Exercise prompt:
Begin at the line that has "Put a dot on each instance of the silver" and stop after the line that has "Query: silver reflective stripe". Rewrite those lines with "silver" swapped for "yellow", keeping everything else the same.

Extracted data:
........

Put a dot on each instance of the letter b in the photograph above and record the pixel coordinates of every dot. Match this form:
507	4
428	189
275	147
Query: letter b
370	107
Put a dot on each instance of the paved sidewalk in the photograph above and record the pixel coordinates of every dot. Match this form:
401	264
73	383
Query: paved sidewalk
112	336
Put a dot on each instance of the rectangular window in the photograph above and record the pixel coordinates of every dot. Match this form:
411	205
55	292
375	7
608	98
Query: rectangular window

........

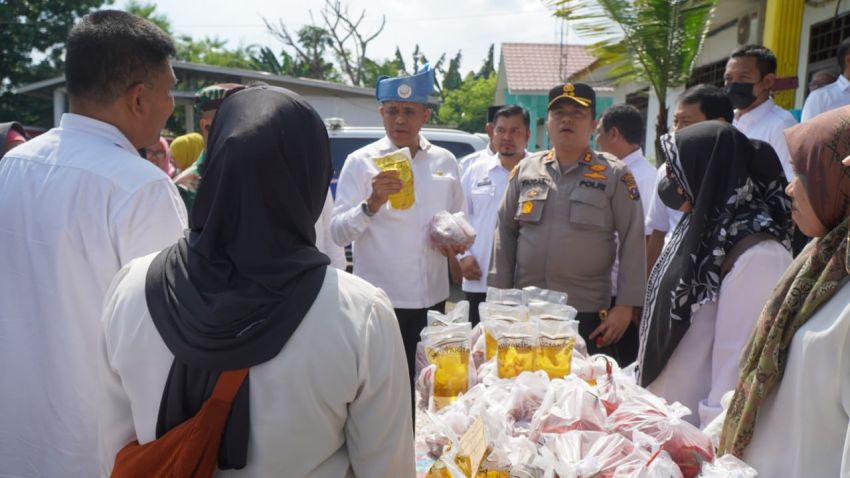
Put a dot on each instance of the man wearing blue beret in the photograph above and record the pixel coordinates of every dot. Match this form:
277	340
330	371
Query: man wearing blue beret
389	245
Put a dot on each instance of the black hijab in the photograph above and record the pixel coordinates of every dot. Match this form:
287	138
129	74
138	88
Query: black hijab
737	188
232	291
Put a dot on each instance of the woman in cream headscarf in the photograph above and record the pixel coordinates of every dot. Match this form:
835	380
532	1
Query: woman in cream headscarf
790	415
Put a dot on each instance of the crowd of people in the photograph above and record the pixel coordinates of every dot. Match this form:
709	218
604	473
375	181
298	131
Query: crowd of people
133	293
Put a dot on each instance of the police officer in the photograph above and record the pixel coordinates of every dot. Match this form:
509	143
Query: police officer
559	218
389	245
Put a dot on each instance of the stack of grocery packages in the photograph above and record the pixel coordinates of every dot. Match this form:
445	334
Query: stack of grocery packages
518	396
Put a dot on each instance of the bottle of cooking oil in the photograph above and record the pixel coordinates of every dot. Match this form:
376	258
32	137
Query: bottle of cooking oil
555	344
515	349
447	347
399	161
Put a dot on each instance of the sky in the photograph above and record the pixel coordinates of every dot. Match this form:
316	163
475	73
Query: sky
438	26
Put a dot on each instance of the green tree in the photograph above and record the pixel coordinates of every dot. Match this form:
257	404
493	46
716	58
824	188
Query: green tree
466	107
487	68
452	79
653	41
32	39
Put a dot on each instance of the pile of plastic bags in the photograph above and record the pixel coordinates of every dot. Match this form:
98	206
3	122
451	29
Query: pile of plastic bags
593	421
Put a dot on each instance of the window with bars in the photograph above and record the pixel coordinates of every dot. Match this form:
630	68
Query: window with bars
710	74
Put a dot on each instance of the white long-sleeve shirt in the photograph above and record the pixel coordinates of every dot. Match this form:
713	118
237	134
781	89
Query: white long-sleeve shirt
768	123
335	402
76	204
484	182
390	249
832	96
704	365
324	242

........

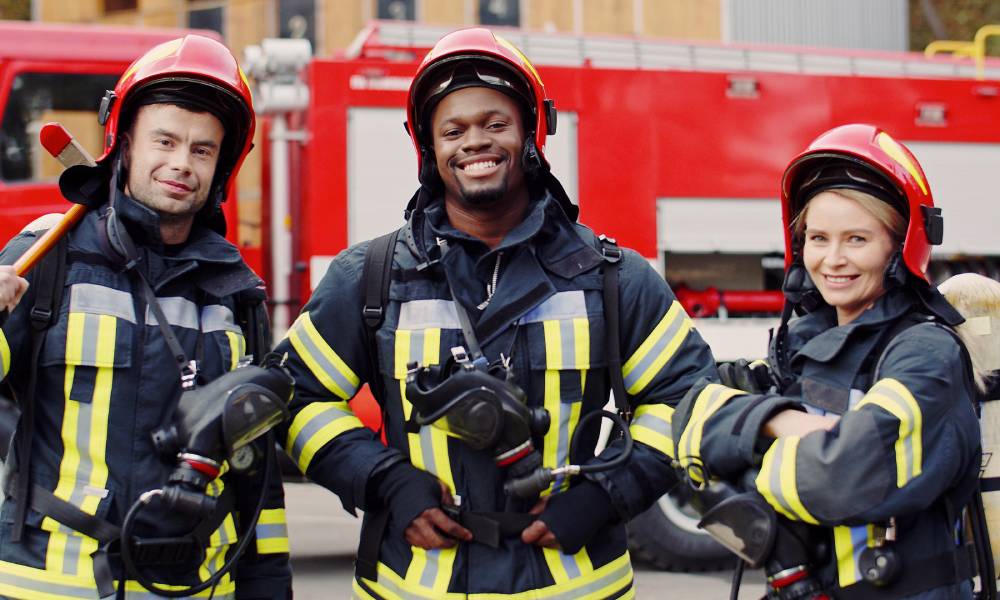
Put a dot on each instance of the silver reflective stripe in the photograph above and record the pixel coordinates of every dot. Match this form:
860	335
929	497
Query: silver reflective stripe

........

Written answer:
Put a dot on each instance of the yellow reflective stripe in the photograph above and record the pixel coordinates of every dot. Match this form:
860	335
929	497
Query: yellow reflective stripe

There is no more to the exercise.